PROVIDED RECORDS>
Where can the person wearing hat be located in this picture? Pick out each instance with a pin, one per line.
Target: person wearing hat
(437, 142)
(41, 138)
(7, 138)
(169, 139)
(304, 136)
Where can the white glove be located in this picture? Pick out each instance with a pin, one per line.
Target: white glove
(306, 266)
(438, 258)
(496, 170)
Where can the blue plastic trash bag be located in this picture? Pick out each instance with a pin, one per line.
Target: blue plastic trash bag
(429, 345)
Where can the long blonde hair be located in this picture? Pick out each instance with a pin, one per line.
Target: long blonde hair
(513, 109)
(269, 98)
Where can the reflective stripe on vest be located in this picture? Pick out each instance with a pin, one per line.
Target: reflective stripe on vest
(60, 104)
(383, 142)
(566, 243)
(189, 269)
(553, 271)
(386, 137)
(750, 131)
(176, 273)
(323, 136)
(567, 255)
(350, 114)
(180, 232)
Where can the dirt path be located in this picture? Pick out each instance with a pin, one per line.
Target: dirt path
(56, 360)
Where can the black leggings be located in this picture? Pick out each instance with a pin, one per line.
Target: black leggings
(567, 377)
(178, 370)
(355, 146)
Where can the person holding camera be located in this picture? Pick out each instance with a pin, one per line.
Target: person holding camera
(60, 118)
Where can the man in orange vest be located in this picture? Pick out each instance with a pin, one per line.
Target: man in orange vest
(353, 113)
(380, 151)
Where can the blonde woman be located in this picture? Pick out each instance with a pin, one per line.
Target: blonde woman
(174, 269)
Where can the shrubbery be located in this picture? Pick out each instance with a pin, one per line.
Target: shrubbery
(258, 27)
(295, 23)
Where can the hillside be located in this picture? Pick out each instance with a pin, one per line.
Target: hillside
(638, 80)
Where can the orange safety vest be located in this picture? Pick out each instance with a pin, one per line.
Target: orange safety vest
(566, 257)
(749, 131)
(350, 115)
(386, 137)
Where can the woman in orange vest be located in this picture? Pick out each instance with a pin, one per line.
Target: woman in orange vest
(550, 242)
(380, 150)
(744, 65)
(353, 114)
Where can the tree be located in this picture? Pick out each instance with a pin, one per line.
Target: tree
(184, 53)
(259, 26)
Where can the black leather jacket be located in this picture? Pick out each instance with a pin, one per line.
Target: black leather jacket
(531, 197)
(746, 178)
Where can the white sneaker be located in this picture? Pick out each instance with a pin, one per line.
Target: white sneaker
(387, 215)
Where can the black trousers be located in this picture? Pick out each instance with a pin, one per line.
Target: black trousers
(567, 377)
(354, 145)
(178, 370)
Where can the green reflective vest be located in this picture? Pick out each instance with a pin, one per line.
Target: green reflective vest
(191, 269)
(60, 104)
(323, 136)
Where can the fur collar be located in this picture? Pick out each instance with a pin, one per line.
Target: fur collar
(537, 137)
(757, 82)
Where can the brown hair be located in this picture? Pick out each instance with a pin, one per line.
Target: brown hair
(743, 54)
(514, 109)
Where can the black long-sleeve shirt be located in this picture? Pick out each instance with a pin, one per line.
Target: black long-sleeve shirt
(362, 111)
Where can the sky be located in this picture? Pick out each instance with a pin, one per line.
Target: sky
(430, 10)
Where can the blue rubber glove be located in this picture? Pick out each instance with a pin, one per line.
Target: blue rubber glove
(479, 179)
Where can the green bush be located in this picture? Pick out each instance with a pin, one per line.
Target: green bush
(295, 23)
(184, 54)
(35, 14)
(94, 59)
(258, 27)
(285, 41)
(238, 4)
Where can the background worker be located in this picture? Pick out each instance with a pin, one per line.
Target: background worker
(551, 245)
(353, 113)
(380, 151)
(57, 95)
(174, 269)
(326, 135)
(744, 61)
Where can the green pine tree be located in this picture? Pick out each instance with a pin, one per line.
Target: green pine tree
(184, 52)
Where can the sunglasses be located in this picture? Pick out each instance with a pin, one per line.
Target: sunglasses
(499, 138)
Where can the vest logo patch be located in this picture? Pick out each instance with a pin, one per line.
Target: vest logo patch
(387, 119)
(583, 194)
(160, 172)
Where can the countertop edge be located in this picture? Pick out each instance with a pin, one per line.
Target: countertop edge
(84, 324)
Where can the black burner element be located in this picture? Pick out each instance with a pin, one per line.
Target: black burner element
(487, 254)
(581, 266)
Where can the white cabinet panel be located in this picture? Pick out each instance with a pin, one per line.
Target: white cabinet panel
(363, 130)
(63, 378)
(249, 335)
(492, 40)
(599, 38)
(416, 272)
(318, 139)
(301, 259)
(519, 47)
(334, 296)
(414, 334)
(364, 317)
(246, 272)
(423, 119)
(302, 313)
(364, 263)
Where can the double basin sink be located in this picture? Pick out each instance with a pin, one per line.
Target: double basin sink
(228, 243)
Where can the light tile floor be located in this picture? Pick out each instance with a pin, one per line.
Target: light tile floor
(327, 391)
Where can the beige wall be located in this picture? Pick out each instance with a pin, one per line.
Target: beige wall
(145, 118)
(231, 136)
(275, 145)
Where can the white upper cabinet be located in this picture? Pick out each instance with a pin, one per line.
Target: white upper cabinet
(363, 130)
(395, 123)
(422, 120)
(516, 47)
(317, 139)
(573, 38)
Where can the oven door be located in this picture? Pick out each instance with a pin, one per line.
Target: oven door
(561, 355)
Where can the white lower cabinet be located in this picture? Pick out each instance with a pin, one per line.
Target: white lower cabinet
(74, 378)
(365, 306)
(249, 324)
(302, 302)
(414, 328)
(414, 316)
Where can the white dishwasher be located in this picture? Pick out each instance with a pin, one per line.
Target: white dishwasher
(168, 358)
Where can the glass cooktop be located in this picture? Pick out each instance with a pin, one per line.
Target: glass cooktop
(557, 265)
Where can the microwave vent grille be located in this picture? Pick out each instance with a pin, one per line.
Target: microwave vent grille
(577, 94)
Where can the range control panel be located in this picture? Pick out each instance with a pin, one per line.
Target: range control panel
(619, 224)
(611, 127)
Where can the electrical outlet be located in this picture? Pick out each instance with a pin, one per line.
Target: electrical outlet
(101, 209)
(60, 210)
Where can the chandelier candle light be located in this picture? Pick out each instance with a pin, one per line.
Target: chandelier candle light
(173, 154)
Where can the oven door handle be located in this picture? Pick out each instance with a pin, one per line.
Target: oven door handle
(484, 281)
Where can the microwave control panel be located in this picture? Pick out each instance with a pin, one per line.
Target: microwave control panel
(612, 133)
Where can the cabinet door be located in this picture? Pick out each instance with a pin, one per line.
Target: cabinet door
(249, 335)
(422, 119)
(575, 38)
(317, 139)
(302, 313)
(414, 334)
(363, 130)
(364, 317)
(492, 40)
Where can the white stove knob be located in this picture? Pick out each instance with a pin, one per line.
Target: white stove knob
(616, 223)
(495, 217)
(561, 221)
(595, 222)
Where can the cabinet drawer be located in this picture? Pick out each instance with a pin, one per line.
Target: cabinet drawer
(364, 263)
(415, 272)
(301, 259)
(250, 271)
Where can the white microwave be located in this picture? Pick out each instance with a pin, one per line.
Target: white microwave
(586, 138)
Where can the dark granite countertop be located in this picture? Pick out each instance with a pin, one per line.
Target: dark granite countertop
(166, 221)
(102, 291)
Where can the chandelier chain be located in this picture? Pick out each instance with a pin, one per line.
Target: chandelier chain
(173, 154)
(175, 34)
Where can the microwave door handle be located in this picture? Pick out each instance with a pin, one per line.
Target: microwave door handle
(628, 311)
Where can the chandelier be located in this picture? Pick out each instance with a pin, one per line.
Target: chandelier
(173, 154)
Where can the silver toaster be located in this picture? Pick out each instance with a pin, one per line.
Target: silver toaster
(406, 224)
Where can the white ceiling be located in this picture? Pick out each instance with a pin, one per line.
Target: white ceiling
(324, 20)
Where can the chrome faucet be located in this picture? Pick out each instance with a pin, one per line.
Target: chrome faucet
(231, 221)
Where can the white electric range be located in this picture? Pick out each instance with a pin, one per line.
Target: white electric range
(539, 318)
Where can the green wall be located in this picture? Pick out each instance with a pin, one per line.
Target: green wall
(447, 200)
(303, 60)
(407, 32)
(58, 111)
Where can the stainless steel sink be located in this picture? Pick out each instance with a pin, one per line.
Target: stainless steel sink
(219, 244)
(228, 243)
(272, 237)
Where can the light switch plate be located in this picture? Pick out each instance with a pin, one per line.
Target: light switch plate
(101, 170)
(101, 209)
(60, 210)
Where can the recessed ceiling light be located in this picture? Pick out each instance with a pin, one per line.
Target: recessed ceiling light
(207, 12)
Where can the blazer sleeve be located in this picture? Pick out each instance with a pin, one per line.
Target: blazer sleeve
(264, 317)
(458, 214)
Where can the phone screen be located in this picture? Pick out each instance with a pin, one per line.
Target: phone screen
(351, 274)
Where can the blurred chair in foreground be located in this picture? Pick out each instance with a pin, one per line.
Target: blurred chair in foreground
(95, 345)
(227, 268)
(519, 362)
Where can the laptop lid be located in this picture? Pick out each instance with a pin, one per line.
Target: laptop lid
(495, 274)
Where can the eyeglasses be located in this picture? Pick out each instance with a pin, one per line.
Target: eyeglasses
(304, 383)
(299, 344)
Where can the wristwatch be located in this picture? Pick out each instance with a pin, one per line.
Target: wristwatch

ACTION ITEM>
Take the entries above and return only the lines from the one with "Target: sky" to the one with "Where can the green bush", both included, unchanged.

REPLY TO THE TASK>
Target: sky
(430, 10)
Where can the blue rubber glove be located in this picture? Pick out each instance with a pin, one per line.
Target: blue rubber glove
(479, 179)
Where can the green bush be located in this picture? Pick out each instance with a pin, one per line.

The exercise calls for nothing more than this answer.